I'm focusing on either the P8P67 Pro or the Regular, or the ASRock Extreme 4.

A little hesitant on Asus because it seems there have been some startup glitches, but I know there are lots of people with working boards now so its not insurmountable.

1) Trying to decide whether ASUS perceived quality, 3yr warranty and potential that they'll follow along with Bios updates over the years is better than with ASRock (and worth the price differential).

2) Also the ASRock comes with the USB 3.0 front port adapter, which the ASUS doesnt (unless you buy the Deluxe). My question is for those who have the ASUS, do all the P8P67s have the SOCKET for that front port adapter, such that in the future I could theoretically pay $10 and buy one? (I assume they're a universal design). Right now I don't place a huge amount of value on the front USB 3.0 --- if I get a drive dock at some point it can always be hooked in back. What will one use a USB 3.0 for? Flash card readers? Do SD cards currently transfer at a rate which saturates USB 2.0? I don't know but hopefully you do. At this point I might not even install the bracket on my case if I got the ASRock, as my case already has front USB 2.0 ports and I'd just be adding a bay with 2 more slots for no reason. But I'm trying to figure out how much I should be valuing the "free" adapter you get with the ASRock vs not getting it with the ASUS.

Any opinions on either or both of the above are appreciated. I'm sure some of you have done similar thinking as you've been buying your mobos.

a c 78 V Motherboard
a b Ĉ ASUS
January 18, 2011 4:37:41 PM

Buy the P8P67 Deluxe version; the top end boards will have longer BIOS support than mid-range/low-end boards, but it will not be anywhere close to three years, you'll be lucky if it is 12 months. When you look at the CPU changes, chipset changes, etc., 12 months of updated BIOSes is a long time. BIOS updates are usually to fix a problem or add support for new hardware or hardware capabilities. ASUS has a longer, better history in board support than ASRock
a b V Motherboard
January 18, 2011 4:38:08 PM

hogan773 said:
I'm focusing on either the P8P67 Pro or the Regular, or the ASRock Extreme 4.

A little hesitant on Asus because it seems there have been some startup glitches, but I know there are lots of people with working boards now so its not insurmountable.

[Supplied data]:
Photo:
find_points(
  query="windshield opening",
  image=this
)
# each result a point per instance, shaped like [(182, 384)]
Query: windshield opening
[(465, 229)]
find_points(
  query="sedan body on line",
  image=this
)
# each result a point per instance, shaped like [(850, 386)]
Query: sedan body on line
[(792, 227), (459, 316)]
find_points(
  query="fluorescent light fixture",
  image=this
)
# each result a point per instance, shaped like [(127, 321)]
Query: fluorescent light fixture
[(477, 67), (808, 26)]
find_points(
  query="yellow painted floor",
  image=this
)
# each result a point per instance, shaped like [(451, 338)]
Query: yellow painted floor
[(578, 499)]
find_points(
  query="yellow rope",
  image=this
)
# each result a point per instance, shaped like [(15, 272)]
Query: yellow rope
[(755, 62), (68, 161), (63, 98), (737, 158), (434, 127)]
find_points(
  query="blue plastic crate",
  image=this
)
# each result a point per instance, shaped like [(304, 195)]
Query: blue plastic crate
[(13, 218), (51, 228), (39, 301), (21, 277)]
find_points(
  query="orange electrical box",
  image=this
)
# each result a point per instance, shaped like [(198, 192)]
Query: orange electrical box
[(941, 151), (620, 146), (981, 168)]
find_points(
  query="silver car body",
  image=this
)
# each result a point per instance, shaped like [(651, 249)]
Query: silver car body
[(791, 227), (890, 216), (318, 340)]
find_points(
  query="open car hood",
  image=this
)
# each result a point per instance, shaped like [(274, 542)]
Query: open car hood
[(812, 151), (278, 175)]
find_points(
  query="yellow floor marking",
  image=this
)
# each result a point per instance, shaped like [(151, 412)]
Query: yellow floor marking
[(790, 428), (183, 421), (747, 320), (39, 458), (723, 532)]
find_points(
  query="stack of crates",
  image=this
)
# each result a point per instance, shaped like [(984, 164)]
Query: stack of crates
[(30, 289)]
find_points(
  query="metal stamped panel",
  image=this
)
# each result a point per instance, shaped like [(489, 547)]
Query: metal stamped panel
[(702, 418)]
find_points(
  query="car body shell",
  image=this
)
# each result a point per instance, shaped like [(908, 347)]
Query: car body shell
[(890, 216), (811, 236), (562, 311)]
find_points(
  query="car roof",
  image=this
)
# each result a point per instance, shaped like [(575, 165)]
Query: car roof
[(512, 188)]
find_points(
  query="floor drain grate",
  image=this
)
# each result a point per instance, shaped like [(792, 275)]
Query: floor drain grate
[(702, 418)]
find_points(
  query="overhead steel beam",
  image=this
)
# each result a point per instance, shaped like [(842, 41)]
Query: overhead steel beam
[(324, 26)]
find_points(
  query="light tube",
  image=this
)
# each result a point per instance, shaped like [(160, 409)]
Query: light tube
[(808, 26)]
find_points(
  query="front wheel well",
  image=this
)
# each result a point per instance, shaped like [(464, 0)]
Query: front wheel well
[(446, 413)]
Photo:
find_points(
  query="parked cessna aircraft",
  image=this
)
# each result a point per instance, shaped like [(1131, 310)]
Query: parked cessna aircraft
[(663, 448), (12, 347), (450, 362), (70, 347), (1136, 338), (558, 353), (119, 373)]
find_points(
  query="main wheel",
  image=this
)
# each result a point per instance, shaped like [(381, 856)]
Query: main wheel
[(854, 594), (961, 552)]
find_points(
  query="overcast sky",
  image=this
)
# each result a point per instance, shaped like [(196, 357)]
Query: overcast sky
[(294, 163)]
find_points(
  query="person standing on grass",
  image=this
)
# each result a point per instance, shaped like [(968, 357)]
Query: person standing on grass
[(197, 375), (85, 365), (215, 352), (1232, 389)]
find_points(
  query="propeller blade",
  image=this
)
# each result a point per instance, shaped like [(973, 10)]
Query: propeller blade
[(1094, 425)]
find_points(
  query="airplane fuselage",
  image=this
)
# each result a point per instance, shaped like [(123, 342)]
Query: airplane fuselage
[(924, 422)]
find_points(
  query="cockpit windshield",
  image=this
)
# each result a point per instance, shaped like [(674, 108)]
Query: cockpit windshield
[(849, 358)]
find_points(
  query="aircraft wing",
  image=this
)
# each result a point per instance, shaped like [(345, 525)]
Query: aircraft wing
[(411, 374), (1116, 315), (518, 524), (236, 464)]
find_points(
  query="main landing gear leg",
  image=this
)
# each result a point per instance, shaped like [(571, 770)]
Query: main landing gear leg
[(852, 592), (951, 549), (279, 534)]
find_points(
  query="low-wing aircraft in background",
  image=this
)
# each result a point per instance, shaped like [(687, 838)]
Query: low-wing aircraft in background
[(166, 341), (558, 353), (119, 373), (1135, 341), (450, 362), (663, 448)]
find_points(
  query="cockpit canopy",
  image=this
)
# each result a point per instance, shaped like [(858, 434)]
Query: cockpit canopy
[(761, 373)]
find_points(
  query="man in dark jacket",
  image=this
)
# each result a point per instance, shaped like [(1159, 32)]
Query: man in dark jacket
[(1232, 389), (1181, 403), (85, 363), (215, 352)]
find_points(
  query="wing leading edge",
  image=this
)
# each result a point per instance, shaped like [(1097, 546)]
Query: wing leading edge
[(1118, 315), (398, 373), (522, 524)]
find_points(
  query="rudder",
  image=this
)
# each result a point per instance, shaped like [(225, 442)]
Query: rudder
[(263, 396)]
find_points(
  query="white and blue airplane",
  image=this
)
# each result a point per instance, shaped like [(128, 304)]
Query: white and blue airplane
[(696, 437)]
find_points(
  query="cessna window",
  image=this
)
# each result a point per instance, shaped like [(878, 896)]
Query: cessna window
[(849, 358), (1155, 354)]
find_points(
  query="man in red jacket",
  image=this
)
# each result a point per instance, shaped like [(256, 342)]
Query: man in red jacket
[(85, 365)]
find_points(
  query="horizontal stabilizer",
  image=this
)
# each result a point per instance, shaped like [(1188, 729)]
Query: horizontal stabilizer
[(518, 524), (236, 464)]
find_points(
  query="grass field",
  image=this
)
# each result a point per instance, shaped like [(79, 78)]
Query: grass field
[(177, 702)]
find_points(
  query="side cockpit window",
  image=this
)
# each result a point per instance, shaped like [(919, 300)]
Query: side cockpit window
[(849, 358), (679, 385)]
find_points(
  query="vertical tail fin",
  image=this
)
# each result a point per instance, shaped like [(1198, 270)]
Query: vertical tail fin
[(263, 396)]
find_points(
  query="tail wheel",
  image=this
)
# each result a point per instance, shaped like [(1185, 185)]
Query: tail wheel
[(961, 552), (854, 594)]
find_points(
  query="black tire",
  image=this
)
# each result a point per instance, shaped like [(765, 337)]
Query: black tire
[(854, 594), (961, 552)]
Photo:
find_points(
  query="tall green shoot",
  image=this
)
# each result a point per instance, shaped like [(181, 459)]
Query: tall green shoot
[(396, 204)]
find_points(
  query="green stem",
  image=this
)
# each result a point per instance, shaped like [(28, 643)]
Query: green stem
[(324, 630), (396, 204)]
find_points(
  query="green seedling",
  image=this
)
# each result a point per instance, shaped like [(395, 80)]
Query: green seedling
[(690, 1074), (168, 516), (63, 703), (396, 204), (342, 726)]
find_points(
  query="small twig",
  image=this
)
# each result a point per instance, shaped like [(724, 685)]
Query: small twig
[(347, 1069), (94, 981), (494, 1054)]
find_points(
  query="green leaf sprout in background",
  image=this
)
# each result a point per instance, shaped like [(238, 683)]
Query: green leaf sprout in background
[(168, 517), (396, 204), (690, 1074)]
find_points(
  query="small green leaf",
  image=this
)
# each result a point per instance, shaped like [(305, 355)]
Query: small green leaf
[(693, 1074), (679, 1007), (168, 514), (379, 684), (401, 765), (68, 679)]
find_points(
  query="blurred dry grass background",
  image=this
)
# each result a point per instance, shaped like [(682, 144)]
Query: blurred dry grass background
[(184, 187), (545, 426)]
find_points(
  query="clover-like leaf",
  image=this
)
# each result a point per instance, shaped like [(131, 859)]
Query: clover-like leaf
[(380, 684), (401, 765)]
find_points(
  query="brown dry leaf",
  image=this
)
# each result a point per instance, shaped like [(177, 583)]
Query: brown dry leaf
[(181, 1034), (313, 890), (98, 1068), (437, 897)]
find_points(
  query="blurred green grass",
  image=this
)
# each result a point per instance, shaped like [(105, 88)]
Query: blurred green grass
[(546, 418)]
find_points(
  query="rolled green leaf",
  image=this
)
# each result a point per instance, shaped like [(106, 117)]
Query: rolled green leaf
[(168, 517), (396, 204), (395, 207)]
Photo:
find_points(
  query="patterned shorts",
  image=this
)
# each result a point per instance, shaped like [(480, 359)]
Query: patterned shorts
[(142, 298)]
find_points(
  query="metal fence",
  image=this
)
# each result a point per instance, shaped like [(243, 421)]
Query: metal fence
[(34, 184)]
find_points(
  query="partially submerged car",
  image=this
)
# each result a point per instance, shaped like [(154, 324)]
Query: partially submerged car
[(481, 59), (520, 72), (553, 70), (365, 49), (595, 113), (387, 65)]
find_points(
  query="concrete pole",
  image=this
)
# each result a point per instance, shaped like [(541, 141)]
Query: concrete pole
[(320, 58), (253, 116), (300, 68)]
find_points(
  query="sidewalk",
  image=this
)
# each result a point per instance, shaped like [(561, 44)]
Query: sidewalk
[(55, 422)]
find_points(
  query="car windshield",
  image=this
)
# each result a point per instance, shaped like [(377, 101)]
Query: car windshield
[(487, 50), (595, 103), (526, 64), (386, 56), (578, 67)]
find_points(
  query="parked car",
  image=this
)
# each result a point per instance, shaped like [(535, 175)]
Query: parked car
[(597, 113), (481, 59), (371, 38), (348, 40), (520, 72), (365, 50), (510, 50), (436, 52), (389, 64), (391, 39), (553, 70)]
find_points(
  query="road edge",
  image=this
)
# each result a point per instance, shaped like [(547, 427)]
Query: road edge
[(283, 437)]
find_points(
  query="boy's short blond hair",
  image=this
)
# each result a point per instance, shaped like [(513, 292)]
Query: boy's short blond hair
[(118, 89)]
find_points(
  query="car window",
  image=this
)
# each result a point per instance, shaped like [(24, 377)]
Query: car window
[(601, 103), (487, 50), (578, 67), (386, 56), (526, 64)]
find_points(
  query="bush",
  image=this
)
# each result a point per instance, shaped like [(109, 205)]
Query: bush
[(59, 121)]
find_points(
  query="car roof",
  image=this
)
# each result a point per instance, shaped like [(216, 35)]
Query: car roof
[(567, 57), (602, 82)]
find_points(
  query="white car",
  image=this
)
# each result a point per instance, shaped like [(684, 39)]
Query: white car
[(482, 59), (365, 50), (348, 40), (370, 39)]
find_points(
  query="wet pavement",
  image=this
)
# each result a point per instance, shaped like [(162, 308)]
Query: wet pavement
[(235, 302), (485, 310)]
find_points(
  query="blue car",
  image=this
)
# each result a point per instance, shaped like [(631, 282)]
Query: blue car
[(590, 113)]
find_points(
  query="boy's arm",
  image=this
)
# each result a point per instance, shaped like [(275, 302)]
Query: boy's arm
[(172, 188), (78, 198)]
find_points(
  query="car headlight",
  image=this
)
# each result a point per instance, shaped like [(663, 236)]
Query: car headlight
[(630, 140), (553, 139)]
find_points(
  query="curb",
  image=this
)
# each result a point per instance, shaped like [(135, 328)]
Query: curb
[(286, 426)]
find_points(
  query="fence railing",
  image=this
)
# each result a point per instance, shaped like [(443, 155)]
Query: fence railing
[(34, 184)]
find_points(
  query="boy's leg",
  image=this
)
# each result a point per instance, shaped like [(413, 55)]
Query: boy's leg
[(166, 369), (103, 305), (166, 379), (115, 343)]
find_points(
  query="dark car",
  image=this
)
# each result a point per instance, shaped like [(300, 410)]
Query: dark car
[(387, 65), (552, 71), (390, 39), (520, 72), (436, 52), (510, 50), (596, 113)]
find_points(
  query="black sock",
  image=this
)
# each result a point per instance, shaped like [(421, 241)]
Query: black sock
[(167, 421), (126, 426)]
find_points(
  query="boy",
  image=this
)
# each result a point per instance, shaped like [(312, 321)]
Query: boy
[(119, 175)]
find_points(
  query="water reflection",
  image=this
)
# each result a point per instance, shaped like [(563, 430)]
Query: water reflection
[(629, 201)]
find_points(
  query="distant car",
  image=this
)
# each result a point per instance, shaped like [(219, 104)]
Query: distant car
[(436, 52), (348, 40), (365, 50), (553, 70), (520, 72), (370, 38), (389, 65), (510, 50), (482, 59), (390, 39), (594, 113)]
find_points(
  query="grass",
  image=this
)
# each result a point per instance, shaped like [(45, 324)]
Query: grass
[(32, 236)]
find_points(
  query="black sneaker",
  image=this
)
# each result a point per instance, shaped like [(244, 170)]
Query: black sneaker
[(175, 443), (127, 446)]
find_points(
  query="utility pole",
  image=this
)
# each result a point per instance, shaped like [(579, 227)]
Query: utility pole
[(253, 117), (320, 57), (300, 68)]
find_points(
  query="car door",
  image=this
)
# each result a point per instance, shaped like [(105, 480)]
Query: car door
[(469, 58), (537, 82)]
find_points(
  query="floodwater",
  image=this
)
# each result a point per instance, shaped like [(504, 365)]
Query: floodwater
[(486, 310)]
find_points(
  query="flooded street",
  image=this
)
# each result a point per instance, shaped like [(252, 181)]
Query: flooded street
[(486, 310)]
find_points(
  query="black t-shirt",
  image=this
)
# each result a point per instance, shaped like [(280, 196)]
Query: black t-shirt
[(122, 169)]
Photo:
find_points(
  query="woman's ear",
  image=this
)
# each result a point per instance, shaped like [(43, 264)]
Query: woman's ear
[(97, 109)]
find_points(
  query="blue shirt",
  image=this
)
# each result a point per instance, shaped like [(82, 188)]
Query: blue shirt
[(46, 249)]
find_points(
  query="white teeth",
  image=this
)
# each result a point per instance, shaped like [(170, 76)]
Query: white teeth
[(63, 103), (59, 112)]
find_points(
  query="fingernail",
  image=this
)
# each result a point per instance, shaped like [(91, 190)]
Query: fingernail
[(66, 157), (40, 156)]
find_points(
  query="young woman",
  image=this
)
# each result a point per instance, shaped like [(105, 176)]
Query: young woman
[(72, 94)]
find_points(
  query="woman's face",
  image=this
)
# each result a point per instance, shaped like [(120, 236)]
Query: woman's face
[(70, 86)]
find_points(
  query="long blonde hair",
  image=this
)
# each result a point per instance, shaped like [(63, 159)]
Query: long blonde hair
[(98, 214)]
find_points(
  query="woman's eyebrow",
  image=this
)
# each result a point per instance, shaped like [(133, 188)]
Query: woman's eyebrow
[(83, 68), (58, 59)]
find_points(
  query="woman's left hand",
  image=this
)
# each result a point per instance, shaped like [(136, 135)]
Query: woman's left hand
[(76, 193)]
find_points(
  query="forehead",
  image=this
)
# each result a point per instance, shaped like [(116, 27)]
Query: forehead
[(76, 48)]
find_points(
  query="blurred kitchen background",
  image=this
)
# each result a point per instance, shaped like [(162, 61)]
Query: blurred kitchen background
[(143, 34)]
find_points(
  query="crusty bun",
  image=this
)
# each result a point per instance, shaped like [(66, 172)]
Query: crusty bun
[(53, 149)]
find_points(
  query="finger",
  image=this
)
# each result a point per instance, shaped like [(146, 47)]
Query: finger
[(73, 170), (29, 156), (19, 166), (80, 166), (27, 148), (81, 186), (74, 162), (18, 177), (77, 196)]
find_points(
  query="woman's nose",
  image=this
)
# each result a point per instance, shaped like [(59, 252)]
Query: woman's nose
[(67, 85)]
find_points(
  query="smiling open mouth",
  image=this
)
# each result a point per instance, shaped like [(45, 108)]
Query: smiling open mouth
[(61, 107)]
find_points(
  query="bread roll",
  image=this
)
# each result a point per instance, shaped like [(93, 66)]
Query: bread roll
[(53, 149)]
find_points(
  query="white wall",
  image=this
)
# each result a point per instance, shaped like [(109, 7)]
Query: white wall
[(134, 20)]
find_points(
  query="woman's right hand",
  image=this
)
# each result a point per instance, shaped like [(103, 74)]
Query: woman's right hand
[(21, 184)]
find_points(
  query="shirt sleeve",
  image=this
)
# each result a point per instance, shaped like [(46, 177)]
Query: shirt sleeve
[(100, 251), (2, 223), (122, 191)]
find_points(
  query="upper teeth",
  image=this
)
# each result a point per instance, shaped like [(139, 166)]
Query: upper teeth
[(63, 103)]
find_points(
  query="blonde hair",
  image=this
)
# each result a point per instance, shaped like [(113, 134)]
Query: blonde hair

[Exercises to complete]:
**A)** Using the motherboard forum thread, decide whether each statement agrees with it. Answer yes or no for each and quote the deciding words.
(i) The ASRock Extreme 4 comes with a USB 3.0 front port adapter.
(ii) The reply posted January 18, 2011 at 4:37:41 PM expects top-end boards to receive BIOS updates for about three years.
(iii) The case of the person weighing the boards has no front USB ports.
**B)** Answer these questions from the motherboard forum thread:
(i) How long is the ASUS warranty mentioned?
(ii) What price does the person weighing the boards think a front port adapter might cost later?
(iii) Which ASUS version does the reply posted at 4:37:41 PM recommend buying?
**C)** Continue the motherboard forum thread from its last sentence.

[Answers to the problems]:
**A)**
(i) Yes: "the ASRock comes with the USB 3.0 front port adapter, which the ASUS doesnt (unless you buy the Deluxe)"
(ii) No: "it will not be anywhere close to three years, you'll be lucky if it is 12 months"
(iii) No: "my case already has front USB 2.0 ports"

**B)**
(i) Three years ("3yr warranty")
(ii) $10
(iii) The P8P67 Deluxe

**C)**
1) Trying to decide whether ASUS perceived quality, 3yr warranty and potential that they'll follow along with Bios updates over the years is better than with ASRock (and worth the price differential).

2) Also the ASRock comes with the USB 3.0 front port adapter, which the ASUS doesnt (unless you buy the Deluxe). My question is for those who have the ASUS, do all the P8P67s have the SOCKET for that front port adapter, such that in the future I could theoretically pay $10 and buy one? (I assume they're a universal design). Right now I don't place a huge amount of value on the front USB 3.0 --- if I get a drive dock at some point it can always be hooked in back. What will one use a USB 3.0 for? Flash card readers? Do SD cards currently transfer at a rate which saturates USB 2.0? I don't know but hopefully you do. At this point I might not even install the bracket on my case if I got the ASRock, as my case already has front USB 2.0 ports and I'd just be adding a bay with 2 more slots for no reason. But I'm trying to figure out how much I should be valuing the "free" adapter you get with the ASRock vs not getting it with the ASUS.

Any opinions on either or both of the above are appreciated. I'm sure some of you have done similar thinking as you've been buying your mobos.


Don't be hesitant. I understand your concern but remember ASUS sells the most and was quick out of the starting gate so you'll see more comments about them than anyone else...it is a question of numbers. The glitches were minor and most were user error. My Pro is working great and I think it is a awesome mobo.

1. ASUS is good quality stuff and has solid support and a long 3 yr warranty. If you are concerned, you can always buy over the counter return coverage for a nominal cost at many dealers (mine offered it...2yr over the counter was $29).

2. The Asus ATX boards all have the USB v3.0 hookup near the SATA ports on the mobo. The deluxe comes with the header, the Pro does not. If one ever wants to buy one, they can be had, price unknown to me. The mobo USB connection can be used to connect to an existing USB v3.0 header connection from the case or you can plug in the ASUS add-on header as mentioned.

Hope this helps.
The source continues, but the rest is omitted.